Tasks to carry out:
[1] Answer each question from the news article on the Medicaid fraud sentencing.
(a) What sentence did the judge give Phyllis Lark?
(b) How much did Lark plead guilty to stealing from Medicaid?
(c) Whose Social Security numbers did she use, according to her attorney?
[2] Transcribe the news article on the Medicaid fraud sentencing, everything from "A Hammond woman" down to "attorney, Walter Alvarez.".
[3] Pick up the news article on the Medicaid fraud sentencing and write what comes after its last sentence.

Document text:
A Hammond woman asked a federal judge for leniency Wednesday, saying she knew she was breaking the law when she defrauded Indiana Medicaid out of almost $2 million but that she used the money to support her daughter and help disabled neighbors in need.
However, U.S. District Judge Joseph Van Bokkelen said he also thought Phyllis Lark, 46, spent the money on herself and denied her request for probation, instead giving her three years and a month in prison.
“I think at the end of the day there was one reason you did it: greed,” he told her during her sentencing hearing at U.S. District Court in Hammond.
Lark pleaded guilty earlier this year to stealing $1.86 million from Medicaid through a scheme of falsely billing for medical services she never provided. She used the Social Security numbers of dead people, according to her attorney, Walter Alvarez.
Lark said she started the scheme after she and her co-defendant, Austin Nwaka, who is from Africa, had a child together in 2006. She didn’t have enough money and so, even though she knew it was wrong, she started the fraudulent billing, which between the two led to a total loss of more than $3 million.
“I know what I did was wrong,” she said.
Nwaka has fled the country, and Lark said she has done and will continue to do everything she can to help track him down and will testify at his trial if he is ever caught.

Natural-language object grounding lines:
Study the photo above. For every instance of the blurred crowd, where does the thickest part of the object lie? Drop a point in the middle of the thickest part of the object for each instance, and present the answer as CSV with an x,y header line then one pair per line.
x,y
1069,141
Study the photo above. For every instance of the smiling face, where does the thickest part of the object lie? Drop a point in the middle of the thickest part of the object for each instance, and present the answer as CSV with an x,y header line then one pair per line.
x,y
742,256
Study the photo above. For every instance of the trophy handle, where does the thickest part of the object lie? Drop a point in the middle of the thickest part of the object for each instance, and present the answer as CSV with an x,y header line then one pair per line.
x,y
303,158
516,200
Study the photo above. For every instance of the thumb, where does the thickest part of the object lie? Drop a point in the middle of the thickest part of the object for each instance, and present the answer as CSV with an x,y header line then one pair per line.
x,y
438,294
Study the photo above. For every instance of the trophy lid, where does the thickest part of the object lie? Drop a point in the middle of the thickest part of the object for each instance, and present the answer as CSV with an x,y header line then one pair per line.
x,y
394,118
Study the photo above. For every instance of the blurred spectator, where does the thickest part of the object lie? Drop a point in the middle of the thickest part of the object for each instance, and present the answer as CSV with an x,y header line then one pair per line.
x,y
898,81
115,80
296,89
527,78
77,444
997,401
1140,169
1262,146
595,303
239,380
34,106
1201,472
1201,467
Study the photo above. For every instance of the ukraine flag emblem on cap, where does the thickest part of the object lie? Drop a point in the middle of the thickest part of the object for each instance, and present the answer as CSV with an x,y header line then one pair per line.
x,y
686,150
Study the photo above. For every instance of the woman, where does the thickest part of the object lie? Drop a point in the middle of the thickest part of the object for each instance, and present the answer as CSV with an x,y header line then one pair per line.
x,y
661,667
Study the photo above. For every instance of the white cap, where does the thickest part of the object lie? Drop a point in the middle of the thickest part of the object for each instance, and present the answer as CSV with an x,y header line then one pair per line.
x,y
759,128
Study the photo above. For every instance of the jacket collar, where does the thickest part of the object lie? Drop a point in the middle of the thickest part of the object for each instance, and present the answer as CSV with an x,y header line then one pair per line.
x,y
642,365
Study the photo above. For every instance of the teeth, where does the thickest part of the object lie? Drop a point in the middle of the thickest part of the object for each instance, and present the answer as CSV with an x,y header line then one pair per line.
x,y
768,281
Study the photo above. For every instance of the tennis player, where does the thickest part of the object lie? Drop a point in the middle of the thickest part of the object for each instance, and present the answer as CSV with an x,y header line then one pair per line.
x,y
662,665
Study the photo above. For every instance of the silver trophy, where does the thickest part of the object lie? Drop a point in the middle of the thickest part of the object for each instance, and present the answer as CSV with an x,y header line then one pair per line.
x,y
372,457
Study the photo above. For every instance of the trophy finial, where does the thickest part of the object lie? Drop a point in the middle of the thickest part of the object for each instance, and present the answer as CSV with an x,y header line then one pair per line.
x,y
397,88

Task responses:
[1]
(a) Three years and a month in prison.
(b) $1.86 million.
(c) The Social Security numbers of dead people.

[2]
A Hammond woman asked a federal judge for leniency Wednesday, saying she knew she was breaking the law when she defrauded Indiana Medicaid out of almost $2 million but that she used the money to support her daughter and help disabled neighbors in need.
However, U.S. District Judge Joseph Van Bokkelen said he also thought Phyllis Lark, 46, spent the money on herself and denied her request for probation, instead giving her three years and a month in prison.
“I think at the end of the day there was one reason you did it: greed,” he told her during her sentencing hearing at U.S. District Court in Hammond.
Lark pleaded guilty earlier this year to stealing $1.86 million from Medicaid through a scheme of falsely billing for medical services she never provided. She used the Social Security numbers of dead people, according to her attorney, Walter Alvarez.

[3]
Alvarez defended his client, saying she suffered from sexual abuse as a child and was a woman in poor health whose family suffered from a history of poor health.
“She got caught in temptation; she got conned by a guy,” he said in asking for probation.
Assistant U.S. Attorney Diane Berkowitz did credit Lark with helping the government but said she could not support a sentence without incarceration. She added that the Medicaid program Lark stole from is designed to help the poor and disabled as a safety net.
Van Bokkelen called the crime, which lasted for several years, sophisticated and dismissed Alvarez’s comments on why the government did not discover it sooner. The judge noted that Medicaid counts on providers to act honestly.
“You jeopardized the system,” he told Lark.
Along with prison time, Lark must pay back the $1.8 million in restitution, although Alvarez said during the hearing it is unlikely she will ever do so.